→ What is being asked
All of the records listed below should be retyped exactly.

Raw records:
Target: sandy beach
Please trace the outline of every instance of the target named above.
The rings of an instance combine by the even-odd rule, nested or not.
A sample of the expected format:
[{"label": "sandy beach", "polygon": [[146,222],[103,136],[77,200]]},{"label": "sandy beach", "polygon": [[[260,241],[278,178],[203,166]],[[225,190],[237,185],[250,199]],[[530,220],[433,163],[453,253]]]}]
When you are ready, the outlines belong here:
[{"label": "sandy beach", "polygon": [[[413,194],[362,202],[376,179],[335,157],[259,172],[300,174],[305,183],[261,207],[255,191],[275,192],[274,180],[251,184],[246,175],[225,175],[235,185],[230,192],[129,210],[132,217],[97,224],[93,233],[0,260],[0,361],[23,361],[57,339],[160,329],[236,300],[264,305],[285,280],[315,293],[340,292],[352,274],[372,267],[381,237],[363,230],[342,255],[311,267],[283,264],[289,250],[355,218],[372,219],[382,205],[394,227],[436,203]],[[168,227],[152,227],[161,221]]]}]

→ Complete answer
Target: sandy beach
Please trace the outline of every instance of the target named above.
The rings of an instance combine by the even-odd rule, nested or not.
A sample of the expected format:
[{"label": "sandy beach", "polygon": [[146,222],[103,136],[77,200]]},{"label": "sandy beach", "polygon": [[[260,241],[278,178],[203,166]],[[225,190],[237,185],[250,199]],[[530,220],[433,163],[453,253]]]}]
When you are ready, the outlines belong here:
[{"label": "sandy beach", "polygon": [[[413,194],[362,202],[376,179],[335,157],[259,172],[300,174],[305,183],[261,207],[255,191],[275,192],[274,180],[251,184],[246,175],[225,175],[235,185],[230,192],[129,210],[132,217],[97,224],[93,233],[0,260],[0,361],[23,361],[57,339],[160,329],[236,300],[264,305],[285,280],[315,293],[340,292],[352,274],[372,267],[381,237],[363,230],[342,255],[311,267],[283,264],[289,250],[355,218],[372,219],[382,205],[394,227],[436,203]],[[168,227],[152,227],[161,221]]]}]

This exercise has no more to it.